++++ PROVIDED PASSAGE ++++

Sen. Cash exhibiting her rational debating style

In the House the issues were different (we witnessed the fake fighting about tax reform, the fumbling of The Voice Referendum, the charade of improved defence via AUKUS, the virtuous gestures re rooting out union and corporate corruption) but the usual manipulative games (blaming, spin, disingenuous promises and attempts at self-interested one-upmanship and intra party warfare), as usual, prevailed.

The symptoms of self-righteousness and inflexible division are everywhere. Sovereign Citizens, Neo Nazis, the would-be silencers (and promoters) of Free Speech, the wokes and anti wokes, the iconoclasts and self-interested lobbyists are all on the rise, and at each other’s throats. The smell of friction is in the air. That smell is a symptom of societal decay.

An example. The Commonwealth’s Envoy Against Antisemitism Report seeks to suppress and punish those who protest against Israeli actions in Gaza, restrict demonstrations that support Palestinians. The report even suggests it rates Universities and Government financially punish those that fail to reach its pass mark. This is not the way to learn to live alongside Arab Australians. If the Islamaphobic Envoy responds with like-kind recommendations, or any other, the most likely result is even more friction not less.

A DIFFERENT TYPE OF POLITY

The way of fostering a more cohesive society, a society that pulls together rather than one that pulls itself apart, starts with we voters demanding the reformation of our political class.

We should aim to,

  • replace professional party politicians whose careers are totally dependent on the success of their party (people who live within their party from their late teenager years to retirement) with people who’ve had relevant experience in, and of, the real world; people whose ambition is to give something back to the nation.
  • support candidates who have a vocation to serve the long-term interests of the nation, not those offering short term band aid solutions in the hope of winning or holding office for their party. Vote-brokers rarely mature into becoming statesmen or stateswomen.

++++

WORK ORDER » Rewrite the commentary on political division from "The symptoms of" up to and including "friction not less.", replacing "friction" with "conflict". The data after this point come from a separate source.

++++ RECORD EXTRACTS ++++

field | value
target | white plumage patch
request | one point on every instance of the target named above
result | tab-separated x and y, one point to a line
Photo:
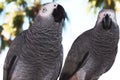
47	9
103	13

++++

EXPECTED OUTPUT »
The symptoms of self-righteousness and inflexible division are everywhere. Sovereign Citizens, Neo Nazis, the would-be silencers (and promoters) of Free Speech, the wokes and anti wokes, the iconoclasts and self-interested lobbyists are all on the rise, and at each other’s throats. The smell of conflict is in the air. That smell is a symptom of societal decay.

An example. The Commonwealth’s Envoy Against Antisemitism Report seeks to suppress and punish those who protest against Israeli actions in Gaza, restrict demonstrations that support Palestinians. The report even suggests it rates Universities and Government financially punish those that fail to reach its pass mark. This is not the way to learn to live alongside Arab Australians. If the Islamaphobic Envoy responds with like-kind recommendations, or any other, the most likely result is even more conflict not less.